The Rise of Big Generic: Why Knockoff Prescriptions Now Cost $1,200


The Rise of Big Generic: Why Knockoff Prescriptions Now Cost $1,200

Saturday, 08 August 2015 00:00
By Steve Hendricks, Truthout | News Analysis


Not that long ago, the generic drug industry was the ugly stepchild of the Big Pharma family - the uncomely domain of penny pills and piffling profits. The big names in pharma preferred to hawk Prozac, Viagra and other brand-name elixirs at five and 10 dollars a pop, leaving smaller firms that had all the prestige of Kmart to scramble over the nickels and dimes to be had off generics. It was, however, a good era for anyone who needed a cheap generic, as a majority of Americans did (and still do) each year. But times have changed, and decidedly not for the better.

The capstone event of the new era came on May 28, when the Federal Trade Commission reached a whacking settlement of $1.2 billion - one of the largest in the FTC's history - with Teva Pharmaceuticals over shady trade practices. The size of the settlement was only part of the news. The other part was that Teva responded with the corporate equivalent of a shrug, even declaring itself "pleased" with the deal, which might have been taken for bravado but for the concurrence of Teva’s investors, who kept the company's stock price steady as could be. It's not news that a billion dollars is chump change to Big Pharma. The news is that Teva isn't Big Pharma. Teva is a generics maker - Mid Pharma at best. But such has been the consolidation in the generics trade that even its players are now behemoths, and this is where the danger lies.

(Dataset entries)
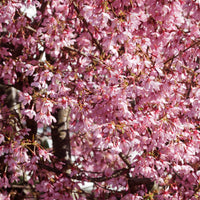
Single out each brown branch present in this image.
[119,152,131,169]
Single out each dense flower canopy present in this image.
[0,0,200,200]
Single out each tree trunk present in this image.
[52,108,71,163]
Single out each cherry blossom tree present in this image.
[0,0,200,200]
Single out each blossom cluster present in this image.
[0,0,200,200]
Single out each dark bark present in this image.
[52,108,71,162]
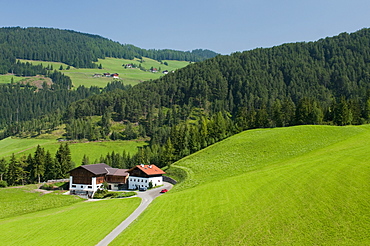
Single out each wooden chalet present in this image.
[69,163,129,197]
[127,164,165,190]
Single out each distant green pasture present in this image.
[0,74,24,84]
[0,185,82,219]
[111,125,370,245]
[0,137,146,165]
[20,57,189,87]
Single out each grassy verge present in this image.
[0,185,82,219]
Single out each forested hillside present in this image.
[0,29,370,185]
[50,29,370,171]
[0,27,217,71]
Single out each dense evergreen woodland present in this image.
[0,27,216,70]
[3,29,370,185]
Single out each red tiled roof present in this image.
[129,165,166,175]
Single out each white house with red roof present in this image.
[127,164,165,190]
[69,163,129,197]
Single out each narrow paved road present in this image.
[97,182,172,246]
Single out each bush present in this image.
[0,180,8,188]
[40,184,54,190]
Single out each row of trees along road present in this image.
[0,143,75,185]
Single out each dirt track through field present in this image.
[97,182,172,246]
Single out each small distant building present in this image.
[69,163,129,198]
[111,73,119,79]
[127,164,165,190]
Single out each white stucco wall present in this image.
[69,176,103,192]
[128,176,163,190]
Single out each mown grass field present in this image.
[111,125,370,245]
[15,57,189,87]
[0,137,146,165]
[0,191,140,246]
[0,185,82,219]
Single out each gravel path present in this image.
[97,182,172,246]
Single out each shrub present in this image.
[0,180,8,188]
[40,184,54,190]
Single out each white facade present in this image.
[128,176,163,190]
[69,176,103,195]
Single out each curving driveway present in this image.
[97,182,173,246]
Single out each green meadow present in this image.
[0,185,82,220]
[0,137,146,165]
[111,125,370,245]
[14,57,189,87]
[0,188,140,245]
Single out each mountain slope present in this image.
[0,27,216,73]
[112,125,370,245]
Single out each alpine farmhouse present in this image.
[69,163,165,197]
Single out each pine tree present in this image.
[30,145,45,183]
[0,158,8,181]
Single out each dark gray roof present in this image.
[79,163,112,175]
[107,168,129,176]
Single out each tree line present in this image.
[3,29,370,186]
[0,143,75,185]
[0,27,216,73]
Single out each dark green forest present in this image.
[3,29,370,185]
[0,27,217,71]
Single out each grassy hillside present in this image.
[0,137,146,165]
[112,125,370,245]
[0,185,82,219]
[0,188,140,245]
[13,57,189,87]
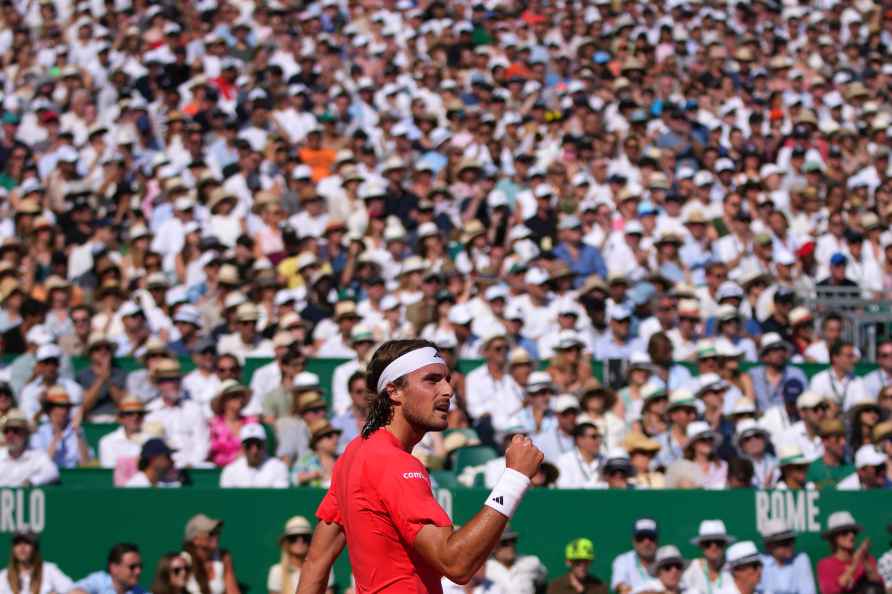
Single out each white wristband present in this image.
[486,468,530,520]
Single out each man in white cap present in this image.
[681,520,734,592]
[220,423,288,489]
[836,444,886,491]
[759,518,817,594]
[717,540,762,594]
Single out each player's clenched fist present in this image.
[505,435,545,478]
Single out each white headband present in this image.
[378,347,446,394]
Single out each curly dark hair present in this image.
[362,339,437,439]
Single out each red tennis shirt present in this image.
[316,429,452,594]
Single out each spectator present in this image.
[0,531,74,594]
[124,437,180,488]
[220,423,288,489]
[681,520,734,592]
[760,518,816,594]
[734,419,780,489]
[723,540,762,594]
[548,538,608,594]
[183,514,241,594]
[836,444,889,491]
[817,511,883,594]
[610,518,658,594]
[268,516,335,594]
[151,552,192,594]
[99,396,146,468]
[291,418,341,488]
[31,386,93,468]
[331,370,369,452]
[805,419,855,489]
[210,379,257,467]
[146,359,210,468]
[486,526,548,594]
[808,340,867,411]
[70,542,147,594]
[533,394,579,465]
[0,408,59,487]
[632,545,699,594]
[557,423,604,489]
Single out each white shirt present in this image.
[0,561,74,594]
[99,427,145,468]
[465,364,523,431]
[557,448,601,489]
[220,456,288,489]
[486,555,548,594]
[610,550,651,592]
[808,368,867,411]
[0,450,59,487]
[146,398,211,467]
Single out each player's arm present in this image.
[414,436,543,584]
[296,521,347,594]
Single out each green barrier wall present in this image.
[0,488,892,593]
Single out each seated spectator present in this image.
[331,370,369,452]
[146,359,210,468]
[291,418,341,488]
[722,540,762,594]
[268,516,335,594]
[760,518,817,594]
[776,443,814,489]
[0,532,74,594]
[734,419,780,489]
[836,445,889,491]
[183,514,241,594]
[220,423,288,489]
[209,380,257,467]
[684,421,728,489]
[681,520,734,592]
[557,423,604,489]
[548,538,608,594]
[623,431,666,489]
[632,545,699,594]
[817,511,883,594]
[124,437,180,488]
[610,518,659,594]
[75,333,127,422]
[805,419,855,489]
[0,408,59,487]
[151,552,192,594]
[486,525,548,594]
[31,386,93,468]
[70,542,147,594]
[99,396,146,468]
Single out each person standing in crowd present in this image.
[268,516,335,594]
[548,538,609,594]
[220,423,288,489]
[610,518,658,594]
[0,532,74,594]
[817,511,883,594]
[759,518,817,594]
[151,552,192,594]
[69,542,148,594]
[681,520,734,592]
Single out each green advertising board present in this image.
[0,487,892,594]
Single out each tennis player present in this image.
[296,340,543,594]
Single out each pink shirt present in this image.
[210,416,258,466]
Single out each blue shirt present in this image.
[31,422,92,468]
[759,553,816,594]
[554,242,607,288]
[74,571,148,594]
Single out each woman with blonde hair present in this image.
[0,532,74,594]
[266,516,334,594]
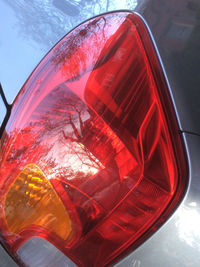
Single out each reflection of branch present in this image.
[62,130,79,143]
[106,0,110,11]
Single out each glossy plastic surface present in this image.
[0,12,186,266]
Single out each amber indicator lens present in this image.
[0,12,187,266]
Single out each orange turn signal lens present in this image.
[4,164,72,240]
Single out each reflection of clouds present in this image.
[176,205,200,251]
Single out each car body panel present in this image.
[0,0,200,267]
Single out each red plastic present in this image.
[0,12,187,266]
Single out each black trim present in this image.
[0,83,12,138]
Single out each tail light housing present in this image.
[0,12,187,266]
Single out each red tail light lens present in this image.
[0,12,186,266]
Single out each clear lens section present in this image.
[0,12,186,266]
[17,237,76,267]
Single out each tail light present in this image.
[0,12,186,266]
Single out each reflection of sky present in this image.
[0,96,6,125]
[0,0,136,102]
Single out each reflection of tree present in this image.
[5,0,136,47]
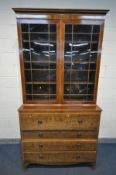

ACTIONS TO TAKE -
a) Summarize the analysis of generic drug prices in two sentences.
b) Answer these questions from the analysis of generic drug prices:
(i) Which two brand-name drugs are named as ones the big pharmaceutical companies preferred to sell?
(ii) What word did Teva use to describe itself regarding the settlement?
(iii) What does the author call Teva "at best"?
c) Write the next part of the analysis of generic drug prices, picking up right after its final sentence.
These items come from a separate source.

RESPONSES -
a) The generic drug industry was once a low-profit domain that the big pharmaceutical names left to smaller firms, which was good for people needing cheap generics, but times have changed for the worse. On May 28 the Federal Trade Commission reached a $1.2 billion settlement with generics maker Teva Pharmaceuticals over shady trade practices, which Teva met with a shrug while its stock price held steady, showing that consolidation has made even generics makers into behemoths.

b)
(i) Prozac and Viagra
(ii) "Pleased"
(iii) Mid Pharma

c)
Teva has been a consolidator among consolidators, hoovering up half a dozen companies in the last 15 years at a cost of more than $30 billion. Headquartered in Israel, Teva does most of its business in the West. In the United States it employs 7,500 people and fills 1.5 million prescriptions a day, more than half a billion a year. In Europe it fills nearly twice that. All of which makes it the biggest seller of generics in both America and the world. Teva has plans to grow bigger still and has cast an acquisitive eye on, among other companies, its nearest rival in the generics field, Mylan (which has so far resisted Teva’s overtures). By one slightly hyperbolic assessment, if the Mylan purchase were to go through, "Every man, woman and child in the U.S. will eventually take a pill manufactured by the new entity." This is not good news for any man, woman or child - unless she or he holds stock in Teva.

Consolidation Results in Skyrocketing Prices

As Big Generic has consolidated, competition has of course dropped, and makers of generics have raised prices flamboyantly. In October 2013, a month's supply of doxycycline, a widely used antibiotic that has been available in generic form for three decades, cost hospitals $1.20. Just six months later, it cost $111.00, an increase of 9,150 percent. In July 2013, a month of tetracycline, another antibiotic long generically available, cost pharmacies $1.50, but a year later it was $257.70, an increase of 17,080 percent. These are extreme instances, but they are not aberrant. ................(more)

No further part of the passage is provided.